• **Sayfa Alıntısı**:
######

T.C.

 UYUŞMAZLIK MAHKEMESİ

 

          ESAS      NO : 2018/578

          KARAR  NO : 2018/520

          KARAR  TR  : 24.09.2018              

 

 

ÖZET: 5996 sayılı Veteriner Hizmetleri, Bitki Sağlığı, Gıda ve Yem Kanunu’nun 24. madde-sinin dördüncü fıkrasına aykırı olarak faaliyetini sürdürdüğü gerekçesiyle, davacı adına 5996 sayılı Kanun’un 40. maddesinin birinci fıkrasının  (l) bendi uyarınca verilen idari para cezasına karşı yapılan itirazın, ürünlerin toplatılmasına ilişkin olarak verilen karar  hakkında ayrıca dava açılmış olsa dahi, Kabahatler Kanunu’nun 3 ve 27/1. maddesi hükümleri uyarınca ADLİ YARGI YERİNDE çözümlenmesi gerektiği hk.

 

 

 

 

K  A  R  A  R

           

 

            Davacı            : K.Gıda Tarım Hayvancılık Emlak Nakliye İnşaat Tic. ve San. Ltd. Şti.

Vekili              : Av. Z. H. E.

            Davalı             : Sivas Valiliği

Vekili              : Av. A.K.

 

           O L A Y          : Sivas Valiliği İl Gıda, Tarım ve Hayvancılık Müdürlüğü’nün 10.4.2018 gün ve  59266069- 858 E.1092727  sayılı  İdari Yaptırım (Para Cezaları) konulu yazısı ile, Kayseri/Kocasinan  İlçe Gıda, Tarım ve Hayvancılık Müdürlüğü kontrol  görevlilerince  5.2.2018  tarihinde, Zümrüt Mah. Kadir Has Cad. No:82/A  Kocasinan/Kayseri  adresinde faaliyet gösteren “K. Gıda İnş.Teks. Tic. ve San. Ltd. Şti.” adlı işletmede yapılan  denetimde,  Sağır Mah. Organize Sanayi Bölgesi  No:32 Şarkışla/Sivas adresinde bulunan davacıya ait işletmede üretilen “C. Eritme Yağlı Peyniri” adlı şahit numune hakkının kullanılmadığı üründe ilk analiz  sonucunda (SKT:01.12.2018, Parti No:00088) bitkisel yağ, benzoik ve sorbik asit tespit edildiği, böylece gıda üretiminde taklit tağşiş yapılarak faaliyette bulunulduğundan bahisle, 5996 sayılı Veteriner Hizmetleri, Bitki Sağlığı, Gıda ve Yem Kanunu’nun 24. maddesinin  dördüncü fıkrasına aykırı olarak faaliyetini sürdürdüğü gerekçesiyle, 5996 sayılı Kanun’un  40. maddesinin  birinci fıkrasının (l) bendi uyarınca adına  18.381 TL idari para cezası verildiği davacıya bildirilmiştir.

######

(Nokta işaretleme kayıtları)
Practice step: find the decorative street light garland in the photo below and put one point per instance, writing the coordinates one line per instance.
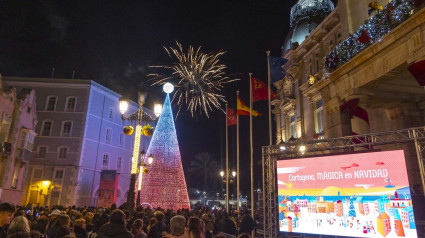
(394, 13)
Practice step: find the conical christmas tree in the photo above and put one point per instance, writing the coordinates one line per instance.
(164, 185)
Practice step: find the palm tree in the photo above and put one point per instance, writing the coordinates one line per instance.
(204, 166)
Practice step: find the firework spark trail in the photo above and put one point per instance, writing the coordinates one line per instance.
(200, 78)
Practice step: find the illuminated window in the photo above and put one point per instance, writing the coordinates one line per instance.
(105, 160)
(66, 129)
(23, 139)
(111, 114)
(70, 104)
(42, 151)
(37, 173)
(119, 163)
(292, 130)
(108, 137)
(46, 128)
(51, 103)
(121, 140)
(59, 174)
(62, 152)
(317, 63)
(318, 116)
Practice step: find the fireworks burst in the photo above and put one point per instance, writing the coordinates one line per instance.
(198, 78)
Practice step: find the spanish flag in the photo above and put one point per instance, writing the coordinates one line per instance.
(243, 109)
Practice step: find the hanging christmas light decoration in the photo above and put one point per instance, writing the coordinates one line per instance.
(394, 13)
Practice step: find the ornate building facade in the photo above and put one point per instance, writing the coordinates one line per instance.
(18, 120)
(80, 144)
(348, 72)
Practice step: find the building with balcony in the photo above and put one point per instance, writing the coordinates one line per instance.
(79, 139)
(349, 73)
(18, 120)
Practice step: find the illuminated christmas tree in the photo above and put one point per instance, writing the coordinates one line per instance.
(352, 211)
(164, 185)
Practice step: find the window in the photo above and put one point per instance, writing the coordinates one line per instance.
(42, 151)
(317, 63)
(119, 163)
(105, 160)
(46, 128)
(70, 104)
(66, 128)
(62, 152)
(108, 135)
(22, 139)
(292, 130)
(318, 116)
(58, 174)
(37, 173)
(111, 114)
(121, 140)
(51, 103)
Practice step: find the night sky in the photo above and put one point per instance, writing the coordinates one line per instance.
(114, 42)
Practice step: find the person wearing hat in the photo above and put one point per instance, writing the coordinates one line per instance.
(53, 216)
(6, 215)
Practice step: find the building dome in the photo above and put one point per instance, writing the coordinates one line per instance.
(305, 16)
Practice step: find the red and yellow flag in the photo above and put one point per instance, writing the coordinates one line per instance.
(260, 90)
(243, 109)
(231, 117)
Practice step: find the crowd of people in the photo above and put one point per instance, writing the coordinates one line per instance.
(118, 222)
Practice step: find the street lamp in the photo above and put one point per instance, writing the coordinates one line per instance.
(138, 117)
(142, 164)
(225, 176)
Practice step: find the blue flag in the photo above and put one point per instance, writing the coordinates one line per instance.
(276, 71)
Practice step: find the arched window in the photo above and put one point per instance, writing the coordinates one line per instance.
(46, 128)
(62, 152)
(66, 128)
(51, 103)
(70, 104)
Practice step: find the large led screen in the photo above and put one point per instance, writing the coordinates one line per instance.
(356, 195)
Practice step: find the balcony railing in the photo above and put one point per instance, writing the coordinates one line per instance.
(392, 15)
(5, 148)
(306, 8)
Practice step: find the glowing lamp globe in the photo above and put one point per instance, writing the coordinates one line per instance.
(168, 88)
(128, 130)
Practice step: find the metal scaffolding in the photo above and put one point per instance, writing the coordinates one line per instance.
(347, 144)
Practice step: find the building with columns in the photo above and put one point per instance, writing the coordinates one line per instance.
(18, 120)
(343, 81)
(80, 144)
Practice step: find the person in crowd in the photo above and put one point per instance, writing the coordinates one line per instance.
(41, 226)
(116, 228)
(244, 235)
(137, 229)
(80, 228)
(59, 223)
(19, 224)
(208, 220)
(226, 225)
(177, 227)
(247, 224)
(195, 228)
(6, 216)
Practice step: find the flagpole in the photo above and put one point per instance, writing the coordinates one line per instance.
(251, 148)
(270, 140)
(227, 163)
(237, 155)
(269, 96)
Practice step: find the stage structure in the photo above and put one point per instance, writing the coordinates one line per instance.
(414, 137)
(164, 185)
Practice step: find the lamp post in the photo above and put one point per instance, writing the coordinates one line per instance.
(225, 176)
(142, 165)
(138, 117)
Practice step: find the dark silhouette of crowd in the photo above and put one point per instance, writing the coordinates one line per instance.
(113, 222)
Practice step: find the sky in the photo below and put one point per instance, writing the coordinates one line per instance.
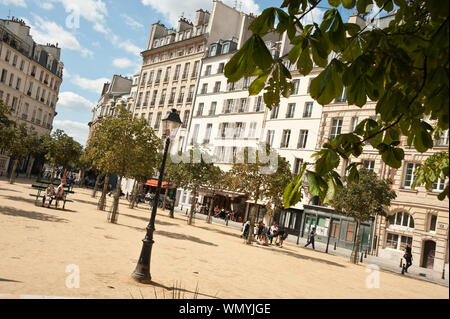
(100, 38)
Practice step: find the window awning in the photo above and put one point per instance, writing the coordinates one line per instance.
(154, 183)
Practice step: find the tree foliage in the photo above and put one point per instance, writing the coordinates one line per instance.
(403, 67)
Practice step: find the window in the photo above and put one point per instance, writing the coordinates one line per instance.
(409, 174)
(149, 119)
(439, 185)
(158, 76)
(155, 93)
(177, 72)
(185, 118)
(443, 141)
(147, 97)
(208, 70)
(302, 139)
(225, 48)
(217, 86)
(343, 97)
(167, 76)
(270, 136)
(274, 113)
(285, 139)
(309, 86)
(297, 165)
(252, 130)
(195, 70)
(354, 123)
(158, 120)
(290, 110)
(172, 95)
(181, 96)
(204, 88)
(243, 106)
(258, 103)
(336, 127)
(207, 133)
(213, 50)
(162, 99)
(370, 165)
(4, 75)
(186, 70)
(308, 109)
(191, 93)
(296, 86)
(402, 219)
(221, 68)
(195, 134)
(350, 232)
(212, 109)
(200, 109)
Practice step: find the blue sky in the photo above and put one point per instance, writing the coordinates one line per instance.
(99, 38)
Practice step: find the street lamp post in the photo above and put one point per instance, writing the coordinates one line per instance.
(171, 124)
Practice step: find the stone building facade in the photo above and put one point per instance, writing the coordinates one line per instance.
(30, 77)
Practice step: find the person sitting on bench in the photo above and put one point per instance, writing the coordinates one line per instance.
(49, 194)
(59, 194)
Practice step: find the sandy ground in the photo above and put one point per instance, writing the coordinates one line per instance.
(38, 244)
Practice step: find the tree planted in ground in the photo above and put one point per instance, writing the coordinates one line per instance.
(62, 150)
(370, 196)
(259, 180)
(403, 68)
(120, 145)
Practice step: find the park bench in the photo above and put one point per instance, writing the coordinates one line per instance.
(41, 186)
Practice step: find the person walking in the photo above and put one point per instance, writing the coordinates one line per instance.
(311, 238)
(408, 258)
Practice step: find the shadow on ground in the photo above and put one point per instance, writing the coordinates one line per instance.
(176, 290)
(11, 211)
(291, 253)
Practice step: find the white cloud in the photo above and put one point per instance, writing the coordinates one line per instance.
(79, 131)
(131, 22)
(122, 63)
(314, 16)
(95, 85)
(73, 101)
(172, 9)
(19, 3)
(44, 31)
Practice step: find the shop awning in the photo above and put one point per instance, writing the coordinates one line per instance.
(154, 183)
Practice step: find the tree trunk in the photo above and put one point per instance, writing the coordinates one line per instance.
(173, 206)
(102, 202)
(12, 177)
(52, 177)
(252, 222)
(165, 196)
(134, 195)
(191, 213)
(356, 247)
(211, 207)
(97, 181)
(116, 202)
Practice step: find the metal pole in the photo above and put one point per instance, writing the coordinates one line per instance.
(142, 271)
(329, 234)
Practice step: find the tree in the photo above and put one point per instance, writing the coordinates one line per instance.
(62, 150)
(124, 146)
(368, 197)
(260, 179)
(403, 67)
(21, 141)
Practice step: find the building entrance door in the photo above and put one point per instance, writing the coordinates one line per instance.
(429, 249)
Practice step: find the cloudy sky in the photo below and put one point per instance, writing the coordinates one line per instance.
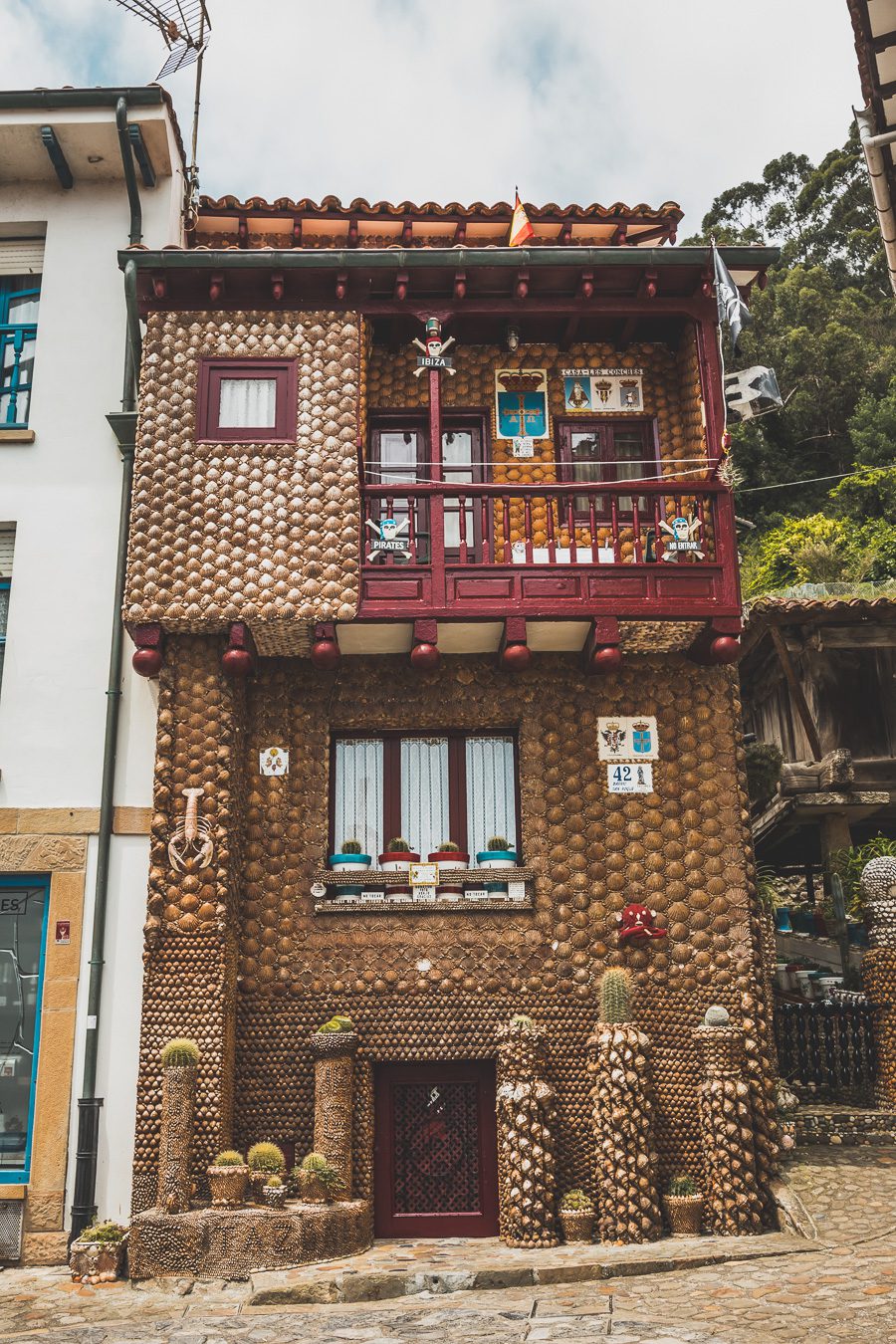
(575, 100)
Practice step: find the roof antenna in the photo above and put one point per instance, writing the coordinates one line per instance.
(185, 30)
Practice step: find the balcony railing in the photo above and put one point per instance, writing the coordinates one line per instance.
(550, 550)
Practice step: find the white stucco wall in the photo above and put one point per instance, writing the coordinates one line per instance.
(64, 494)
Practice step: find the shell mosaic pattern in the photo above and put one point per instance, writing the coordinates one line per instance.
(266, 968)
(265, 534)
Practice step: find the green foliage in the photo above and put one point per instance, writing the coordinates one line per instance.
(266, 1158)
(576, 1202)
(615, 997)
(336, 1023)
(764, 771)
(681, 1187)
(179, 1052)
(849, 863)
(107, 1233)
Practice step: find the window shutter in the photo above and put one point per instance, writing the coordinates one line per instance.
(20, 256)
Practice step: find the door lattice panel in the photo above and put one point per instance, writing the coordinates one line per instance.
(437, 1145)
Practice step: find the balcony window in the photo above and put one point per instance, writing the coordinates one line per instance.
(19, 302)
(457, 786)
(246, 400)
(23, 917)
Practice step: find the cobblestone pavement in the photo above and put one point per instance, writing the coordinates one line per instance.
(842, 1290)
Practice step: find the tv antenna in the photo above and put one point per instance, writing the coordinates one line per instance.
(185, 30)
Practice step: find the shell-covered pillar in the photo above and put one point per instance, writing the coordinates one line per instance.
(334, 1048)
(879, 971)
(734, 1198)
(622, 1118)
(177, 1105)
(527, 1126)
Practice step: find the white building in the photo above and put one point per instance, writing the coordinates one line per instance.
(66, 208)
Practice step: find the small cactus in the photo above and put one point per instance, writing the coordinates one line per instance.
(179, 1054)
(266, 1158)
(615, 997)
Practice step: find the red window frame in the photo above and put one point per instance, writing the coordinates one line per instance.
(212, 372)
(391, 741)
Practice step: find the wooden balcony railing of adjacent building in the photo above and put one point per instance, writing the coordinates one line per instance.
(488, 550)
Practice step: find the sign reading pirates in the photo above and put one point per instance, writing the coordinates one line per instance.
(387, 537)
(683, 538)
(434, 349)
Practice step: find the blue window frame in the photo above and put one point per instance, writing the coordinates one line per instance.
(19, 302)
(4, 617)
(24, 902)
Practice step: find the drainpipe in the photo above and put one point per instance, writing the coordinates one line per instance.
(123, 425)
(872, 146)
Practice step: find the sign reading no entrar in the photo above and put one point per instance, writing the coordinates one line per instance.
(630, 779)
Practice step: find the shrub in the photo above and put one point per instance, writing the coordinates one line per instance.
(681, 1187)
(179, 1052)
(107, 1232)
(615, 997)
(576, 1202)
(266, 1158)
(337, 1023)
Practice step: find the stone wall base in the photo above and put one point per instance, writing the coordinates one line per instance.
(230, 1243)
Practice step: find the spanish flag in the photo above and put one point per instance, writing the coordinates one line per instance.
(520, 227)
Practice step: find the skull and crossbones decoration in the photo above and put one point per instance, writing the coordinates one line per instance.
(192, 837)
(684, 537)
(434, 349)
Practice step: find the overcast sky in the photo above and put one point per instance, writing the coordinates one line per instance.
(419, 100)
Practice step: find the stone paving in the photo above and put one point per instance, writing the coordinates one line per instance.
(841, 1287)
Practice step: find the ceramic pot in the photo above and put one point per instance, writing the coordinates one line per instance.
(684, 1214)
(577, 1225)
(227, 1186)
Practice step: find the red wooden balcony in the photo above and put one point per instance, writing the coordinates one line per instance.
(466, 552)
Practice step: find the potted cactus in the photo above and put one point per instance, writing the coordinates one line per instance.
(450, 857)
(349, 860)
(274, 1191)
(683, 1203)
(96, 1256)
(576, 1217)
(264, 1160)
(318, 1182)
(227, 1179)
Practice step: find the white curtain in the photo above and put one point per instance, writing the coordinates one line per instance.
(358, 793)
(247, 403)
(491, 793)
(425, 793)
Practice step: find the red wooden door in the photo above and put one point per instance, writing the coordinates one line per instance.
(435, 1160)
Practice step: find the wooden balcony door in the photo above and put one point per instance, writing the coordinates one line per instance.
(435, 1151)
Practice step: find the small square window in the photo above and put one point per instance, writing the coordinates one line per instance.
(246, 400)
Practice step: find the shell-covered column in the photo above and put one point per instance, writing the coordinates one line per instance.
(879, 971)
(622, 1117)
(527, 1124)
(734, 1199)
(179, 1060)
(334, 1047)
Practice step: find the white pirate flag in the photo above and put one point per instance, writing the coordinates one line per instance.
(731, 306)
(751, 391)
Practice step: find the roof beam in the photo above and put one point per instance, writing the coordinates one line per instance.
(57, 157)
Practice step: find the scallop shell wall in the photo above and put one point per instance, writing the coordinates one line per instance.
(257, 533)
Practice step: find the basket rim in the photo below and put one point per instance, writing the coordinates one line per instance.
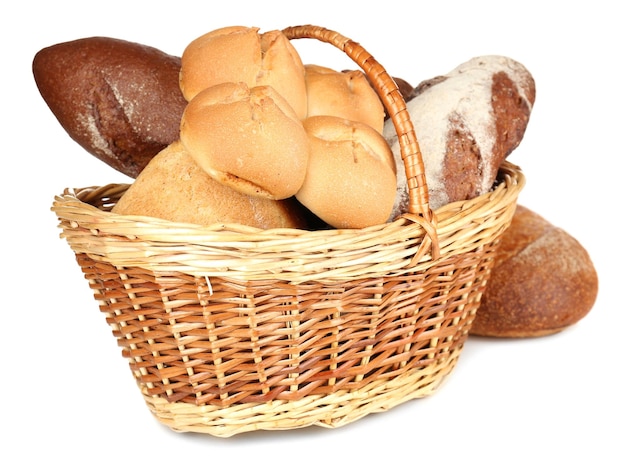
(393, 100)
(245, 252)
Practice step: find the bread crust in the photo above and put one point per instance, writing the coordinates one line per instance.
(117, 99)
(346, 94)
(543, 281)
(243, 54)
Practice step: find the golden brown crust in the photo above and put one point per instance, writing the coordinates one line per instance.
(542, 282)
(350, 180)
(173, 187)
(467, 122)
(242, 54)
(345, 94)
(119, 100)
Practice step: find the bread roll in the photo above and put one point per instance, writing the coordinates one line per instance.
(119, 100)
(242, 54)
(247, 138)
(467, 122)
(173, 187)
(350, 180)
(542, 282)
(345, 94)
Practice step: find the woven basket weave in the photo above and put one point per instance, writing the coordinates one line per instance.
(229, 329)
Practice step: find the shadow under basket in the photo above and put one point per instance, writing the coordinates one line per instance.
(229, 329)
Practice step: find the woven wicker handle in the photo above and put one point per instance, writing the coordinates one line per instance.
(393, 101)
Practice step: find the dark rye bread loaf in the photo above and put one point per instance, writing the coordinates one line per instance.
(467, 122)
(119, 100)
(543, 281)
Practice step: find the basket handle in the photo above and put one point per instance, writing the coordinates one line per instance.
(395, 104)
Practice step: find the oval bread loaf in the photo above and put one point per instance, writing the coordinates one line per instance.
(119, 100)
(543, 281)
(467, 122)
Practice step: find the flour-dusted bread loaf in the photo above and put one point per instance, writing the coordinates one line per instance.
(248, 138)
(119, 100)
(542, 282)
(467, 122)
(173, 187)
(244, 54)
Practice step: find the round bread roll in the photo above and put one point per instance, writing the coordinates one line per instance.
(117, 99)
(242, 54)
(346, 94)
(247, 138)
(173, 187)
(351, 179)
(542, 281)
(467, 122)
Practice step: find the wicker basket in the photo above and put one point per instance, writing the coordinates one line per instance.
(229, 329)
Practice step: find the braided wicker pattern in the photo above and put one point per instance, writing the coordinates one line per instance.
(229, 328)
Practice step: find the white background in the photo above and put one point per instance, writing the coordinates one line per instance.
(65, 387)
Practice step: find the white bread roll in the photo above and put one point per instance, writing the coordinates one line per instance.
(351, 178)
(173, 187)
(242, 54)
(345, 94)
(247, 138)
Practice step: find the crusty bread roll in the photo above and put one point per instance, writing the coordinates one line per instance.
(346, 94)
(173, 187)
(117, 99)
(351, 179)
(242, 54)
(467, 122)
(543, 281)
(247, 138)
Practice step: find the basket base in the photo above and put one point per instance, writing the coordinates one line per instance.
(330, 411)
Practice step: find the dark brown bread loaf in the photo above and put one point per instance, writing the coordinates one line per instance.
(467, 122)
(119, 100)
(542, 282)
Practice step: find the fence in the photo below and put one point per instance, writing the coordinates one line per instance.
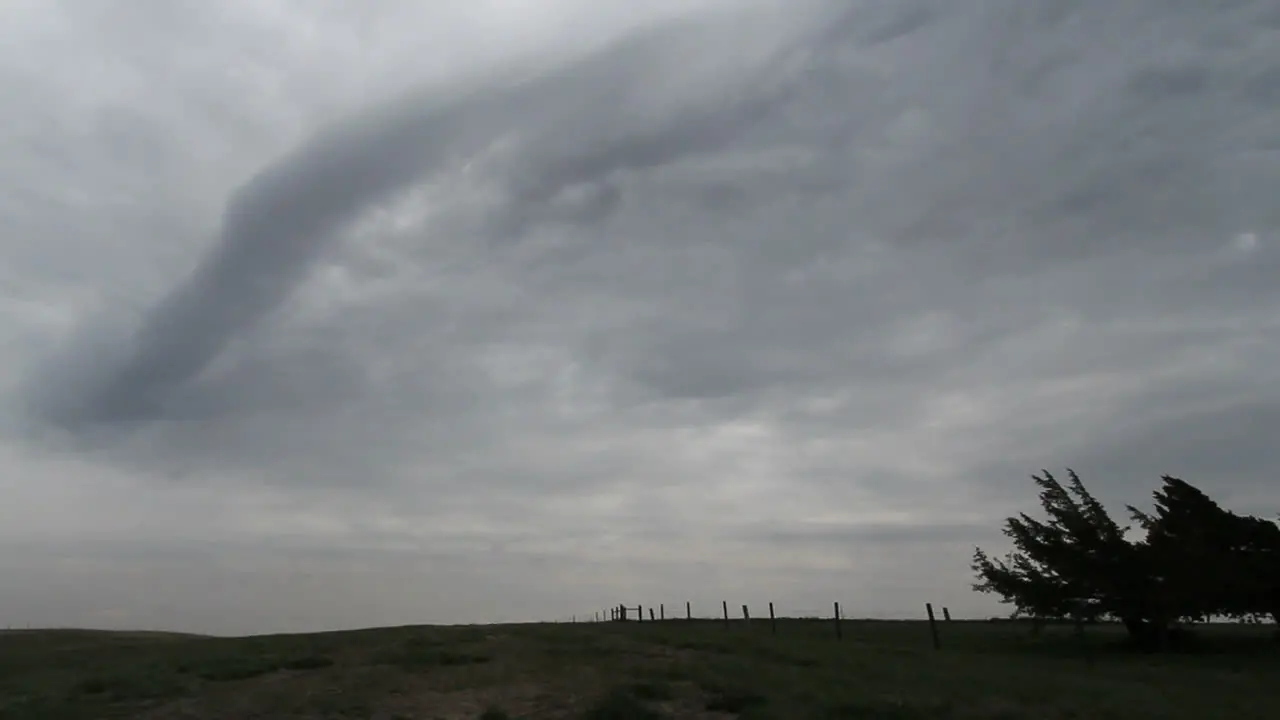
(636, 614)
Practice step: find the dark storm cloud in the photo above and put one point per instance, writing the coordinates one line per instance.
(723, 304)
(576, 128)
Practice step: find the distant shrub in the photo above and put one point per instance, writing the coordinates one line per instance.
(621, 705)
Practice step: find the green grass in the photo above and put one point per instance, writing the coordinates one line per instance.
(878, 670)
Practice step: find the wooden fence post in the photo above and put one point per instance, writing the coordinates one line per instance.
(933, 625)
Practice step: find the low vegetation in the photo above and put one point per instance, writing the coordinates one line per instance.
(1084, 593)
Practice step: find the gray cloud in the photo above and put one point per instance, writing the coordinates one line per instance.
(716, 308)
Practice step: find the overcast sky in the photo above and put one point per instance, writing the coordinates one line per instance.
(321, 314)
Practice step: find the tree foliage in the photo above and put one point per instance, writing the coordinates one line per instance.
(1194, 561)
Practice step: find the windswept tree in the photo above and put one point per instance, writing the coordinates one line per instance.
(1208, 561)
(1075, 564)
(1188, 547)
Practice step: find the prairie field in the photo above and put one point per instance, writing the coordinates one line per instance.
(696, 669)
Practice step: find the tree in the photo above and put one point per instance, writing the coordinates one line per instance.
(1077, 564)
(1188, 550)
(1207, 561)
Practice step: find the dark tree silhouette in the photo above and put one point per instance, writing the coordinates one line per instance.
(1075, 565)
(1196, 561)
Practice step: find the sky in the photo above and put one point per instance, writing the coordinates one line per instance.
(323, 315)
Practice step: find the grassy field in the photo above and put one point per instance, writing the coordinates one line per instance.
(631, 671)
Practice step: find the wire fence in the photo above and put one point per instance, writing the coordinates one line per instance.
(727, 616)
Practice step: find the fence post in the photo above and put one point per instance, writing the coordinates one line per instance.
(933, 625)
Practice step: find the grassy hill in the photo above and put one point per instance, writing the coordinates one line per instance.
(629, 671)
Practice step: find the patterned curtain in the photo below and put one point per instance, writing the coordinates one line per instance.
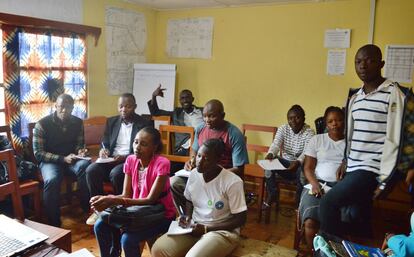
(39, 66)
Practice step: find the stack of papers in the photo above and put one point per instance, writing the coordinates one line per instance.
(175, 229)
(271, 164)
(83, 157)
(79, 253)
(105, 160)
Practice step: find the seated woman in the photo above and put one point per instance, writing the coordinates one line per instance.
(401, 245)
(216, 204)
(146, 178)
(291, 138)
(323, 156)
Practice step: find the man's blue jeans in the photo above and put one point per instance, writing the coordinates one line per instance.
(110, 239)
(52, 174)
(355, 189)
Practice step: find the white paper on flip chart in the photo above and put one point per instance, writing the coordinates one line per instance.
(175, 229)
(271, 164)
(336, 62)
(337, 38)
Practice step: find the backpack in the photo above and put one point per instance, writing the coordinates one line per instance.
(133, 218)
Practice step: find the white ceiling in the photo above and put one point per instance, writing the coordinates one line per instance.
(185, 4)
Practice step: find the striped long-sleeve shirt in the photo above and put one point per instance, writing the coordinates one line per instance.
(292, 144)
(369, 114)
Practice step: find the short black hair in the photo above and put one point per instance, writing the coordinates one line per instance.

######

• **Yapılacak Alıştırmalar**:
#1 Sayfa alıntısına göre davacı adına verilen idari para cezasının tutarı nedir?
#2 Şu ifadeler sayfa alıntısıyla uyuşuyor mu? Her biri için evet ya da hayır yazın ve karara esas olan ifadeyi aynen alıntılayın: (a) Üründe hayvansal yağ tespit edilmiştir. (b) Ürün için şahit numune hakkı kullanılmıştır. (c) Özete göre itirazın adli yargı yerinde çözümlenmesi gerekir.

• **Görev Yanıtları**:
#1 18.381 TL.

#2
(a) Hayır: "bitkisel yağ, benzoik ve sorbik asit tespit edildiği"
(b) Hayır: "şahit numune hakkının kullanılmadığı"
(c) Evet: "ADLİ YARGI YERİNDE çözümlenmesi gerektiği"